Reading text:

In 2012, the ICTV proposed the following new definition of virus species: A virus species is a monophyletic group of viruses whose properties can be distinguished from those of other species by multiple criteria [32]. This definition rejected the traditional view that a biological classification consists of hierarchical constructs of abstract classes that have concrete objects as their members and accepted that viruses do constitute a lineage that must have inherited shared nucleic acid properties from a common ancestor such as nucleotide combination motifs. The viruses were thus linked to the species group by a part-whole relation in the way that limbs are part of a body. Properties and classes were no longer viewed as related abstract entities, and it was no longer accepted that whatever is said about a thing logically ascribes a property to it [33]. Characters and traits are often used in the sense of both property and part, although nucleotide combination motifs in a viral sequence are parts of a virus and not a property of it [5, 34, 35]. Many objections to the new definition of virus species were posted on the ICTV website, and the ICTV responded with a 4-page, polemical document that tried to defend the new definition [5, 36]. The full ICTV online discussion of 2012 is accessible [36].
Many virologists posted comments on the website that were in favor of the previous definition of virus species as a polythetic class, and a group of 14 senior virologists pointed out many defects of the new species definition, for instance that it applied equally to genera and did not provide any guidelines for establishing new species [37]. The ICTV Executive Committee nevertheless had their new species definition ratified by a fast-track approval process that considerably reduced the time available for posting further objections on the ICTV website [3].
Classification of viral genomes
As more sequences of viral genomes became available, increasing attempts were made to establish new virus species only by considering a part of the genome sequence, and it was overlooked that this produced a phenotypic classification of viral genomes based on molecular sequences rather than a classification of virus species based on the defining relational properties of its members. It is of course possible to classify viral nucleotide sequences on the basis of characteristics such as genome compositional features and organization, gene content, particular nucleotide motifs, and inferred replication strategies, although this would produce a classification of nucleotide sequences or of viral genomes but not a classification of viruses [38].
A reply to the consultation of Siddell et al. [39]
The ICTV EC has recognized that the current situation regarding the names of viruses and of virus species that differ only by typography is no longer acceptable and that a binomial nomenclature for virus species should be established. The current non-Latinized binomial nomenclature consists in giving species a name composed of two parts corresponding to the virus name followed by the genus name, with the species name sometimes containing more than one word. Hundreds of such binomial names (NLBNs) of virus species had been introduced in this manner since 1976, for instance Measles morbillivirus and Tomato spotted wilt tospovirus. However, the ICTV in 2016 initiated what they called a thought exercise in which they converted currently existing 175 NLBNs into an inverse Latinized Linnaean binomial format that consists of the genus name to which the species belongs followed by a Latinized species epithet [40]. When the species name contains more than one word, it is necessary to alter the species name significantly in the Latinized epithet with the result that it may then be no longer evident which species is referred to. The two following examples of Latinized Linnaean binomial species names (LLBNs) compared to NLBNs names and their species names illustrate this difficulty:
Adelaide River virus (virus), Adelaide River ephemerovirus (NLBN), Ephemerovirus fiumenadelaidense (LLBN)

Work instruction 1:
From the passage on virus species classification, extract the words starting at "Many virologists posted" and ending at "ICTV website [3].".
Work instruction 2:
According to the passage on virus species classification, how many existing non-Latinized binomial names did the ICTV convert in its 2016 thought exercise?
Work instruction 3:
Write what follows in the passage on virus species classification, picking up after its final line.

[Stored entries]
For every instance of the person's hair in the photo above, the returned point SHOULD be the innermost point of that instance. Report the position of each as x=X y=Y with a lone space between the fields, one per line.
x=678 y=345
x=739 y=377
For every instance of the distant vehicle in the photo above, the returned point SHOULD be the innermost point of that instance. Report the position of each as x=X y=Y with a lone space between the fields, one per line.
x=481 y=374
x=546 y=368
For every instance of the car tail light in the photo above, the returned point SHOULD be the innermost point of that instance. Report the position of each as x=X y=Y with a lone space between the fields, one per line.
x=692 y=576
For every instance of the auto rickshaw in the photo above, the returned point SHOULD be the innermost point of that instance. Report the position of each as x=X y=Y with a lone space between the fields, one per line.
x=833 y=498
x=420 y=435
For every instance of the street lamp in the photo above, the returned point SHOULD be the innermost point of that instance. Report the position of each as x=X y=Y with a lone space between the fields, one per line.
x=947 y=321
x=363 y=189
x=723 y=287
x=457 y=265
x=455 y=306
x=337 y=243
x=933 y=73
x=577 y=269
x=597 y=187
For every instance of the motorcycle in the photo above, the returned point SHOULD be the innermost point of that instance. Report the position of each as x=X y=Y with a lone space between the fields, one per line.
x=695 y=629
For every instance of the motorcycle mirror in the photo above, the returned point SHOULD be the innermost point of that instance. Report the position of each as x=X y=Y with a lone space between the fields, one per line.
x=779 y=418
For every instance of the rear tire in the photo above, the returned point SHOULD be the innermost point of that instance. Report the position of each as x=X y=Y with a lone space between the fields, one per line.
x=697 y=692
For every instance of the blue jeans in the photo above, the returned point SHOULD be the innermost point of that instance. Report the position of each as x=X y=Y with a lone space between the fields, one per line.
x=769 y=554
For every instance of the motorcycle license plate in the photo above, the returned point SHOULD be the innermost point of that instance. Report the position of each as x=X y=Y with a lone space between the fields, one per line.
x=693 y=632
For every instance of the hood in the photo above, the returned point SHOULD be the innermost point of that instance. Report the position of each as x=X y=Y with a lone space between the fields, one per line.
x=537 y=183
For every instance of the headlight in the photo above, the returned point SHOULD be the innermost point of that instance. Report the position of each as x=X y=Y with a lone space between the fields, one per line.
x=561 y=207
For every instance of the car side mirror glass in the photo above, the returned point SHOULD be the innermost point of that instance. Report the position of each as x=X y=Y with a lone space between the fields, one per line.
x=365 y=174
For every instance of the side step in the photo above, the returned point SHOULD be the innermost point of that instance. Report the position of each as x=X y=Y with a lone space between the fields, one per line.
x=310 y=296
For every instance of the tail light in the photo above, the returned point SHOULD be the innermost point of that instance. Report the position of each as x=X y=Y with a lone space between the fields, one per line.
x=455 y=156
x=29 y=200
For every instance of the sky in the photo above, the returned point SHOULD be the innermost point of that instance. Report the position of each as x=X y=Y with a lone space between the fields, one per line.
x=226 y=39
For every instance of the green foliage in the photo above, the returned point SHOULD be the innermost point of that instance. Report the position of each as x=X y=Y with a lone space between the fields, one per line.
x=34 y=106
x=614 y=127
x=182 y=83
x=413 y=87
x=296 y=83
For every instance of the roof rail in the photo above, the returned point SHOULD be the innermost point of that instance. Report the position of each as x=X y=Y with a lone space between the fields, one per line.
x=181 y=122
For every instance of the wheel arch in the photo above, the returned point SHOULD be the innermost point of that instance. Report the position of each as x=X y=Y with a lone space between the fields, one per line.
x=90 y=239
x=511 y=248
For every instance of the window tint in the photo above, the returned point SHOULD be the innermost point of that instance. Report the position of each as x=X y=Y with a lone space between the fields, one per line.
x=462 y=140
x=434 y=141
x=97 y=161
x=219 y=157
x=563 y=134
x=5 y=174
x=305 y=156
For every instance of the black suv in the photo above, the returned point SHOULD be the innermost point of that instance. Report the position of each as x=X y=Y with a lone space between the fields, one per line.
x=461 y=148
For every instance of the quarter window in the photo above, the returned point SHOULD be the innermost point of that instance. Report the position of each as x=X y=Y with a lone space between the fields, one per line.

Exercise output 1:
Many virologists posted comments on the website that were in favor of the previous definition of virus species as a polythetic class, and a group of 14 senior virologists pointed out many defects of the new species definition, for instance that it applied equally to genera and did not provide any guidelines for establishing new species [37]. The ICTV Executive Committee nevertheless had their new species definition ratified by a fast-track approval process that considerably reduced the time available for posting further objections on the ICTV website [3].

Exercise output 2:
175

Exercise output 3:
Merino Walk virus (virus), Merino Walk mammarenavirus (NLBN), Mammarenavirus viamerinense (LLBN)
It is immediately apparent that the similarity between the virus name and the NLBN using a known genus name is easy to remember, whereas introducing hundreds of new Latinized LLBNs epithets that are difficult to pronounce and to remember is likely to make it difficult to recognize which is the species that is being referred to. One argument offered in favour of LLBNs is that virus taxonomy is currently excluded from many bioinformatics projects such as the BioCode because the software developed for LLBNs would assume that when a NLBN name like Lassa mammarenavirus is used, it would lead the software to assume that “Lassa” is the genus and mammarenavirus is the species epithet. Virologists have always used their own rules and Code of nomenclature, and many of them accept that using NLBNs for virus species is appropriate because they consider viruses to be non-living genetic parasites rather than living organisms. Furthermore, it would also be possible to develop software that would recognize that, in the case of virus species, the species name comes first and the genus name comes second. The thought exercise of Postler et al. [40] certainly demonstrated that it is possible to coin LLBNs, but it did not demonstrate what their advantage is compared to the NLBNs that virologists are familiar with.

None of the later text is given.